> **Activity**: Your task is to quote the records from their first line through the line containing "positive clicks: (340, 270) (333, 262)", with nothing added or left out.

= Beginning of Section =

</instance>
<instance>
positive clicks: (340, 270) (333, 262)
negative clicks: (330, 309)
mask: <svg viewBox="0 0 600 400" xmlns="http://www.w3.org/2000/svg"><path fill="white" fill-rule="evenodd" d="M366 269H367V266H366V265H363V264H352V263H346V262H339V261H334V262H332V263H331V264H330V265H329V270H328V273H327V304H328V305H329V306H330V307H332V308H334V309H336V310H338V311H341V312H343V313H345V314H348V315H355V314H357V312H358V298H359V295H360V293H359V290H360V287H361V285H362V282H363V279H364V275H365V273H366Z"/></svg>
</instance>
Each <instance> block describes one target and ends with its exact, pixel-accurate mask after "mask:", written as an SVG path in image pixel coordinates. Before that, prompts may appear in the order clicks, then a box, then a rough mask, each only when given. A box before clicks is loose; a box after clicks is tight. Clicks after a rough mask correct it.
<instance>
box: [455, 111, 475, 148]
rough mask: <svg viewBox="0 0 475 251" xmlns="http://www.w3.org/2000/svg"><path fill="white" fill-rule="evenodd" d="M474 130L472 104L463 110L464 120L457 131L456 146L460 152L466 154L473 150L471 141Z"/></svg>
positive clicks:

= End of Section =

> **Solved exercise**:
</instance>
<instance>
positive clicks: (340, 270) (333, 262)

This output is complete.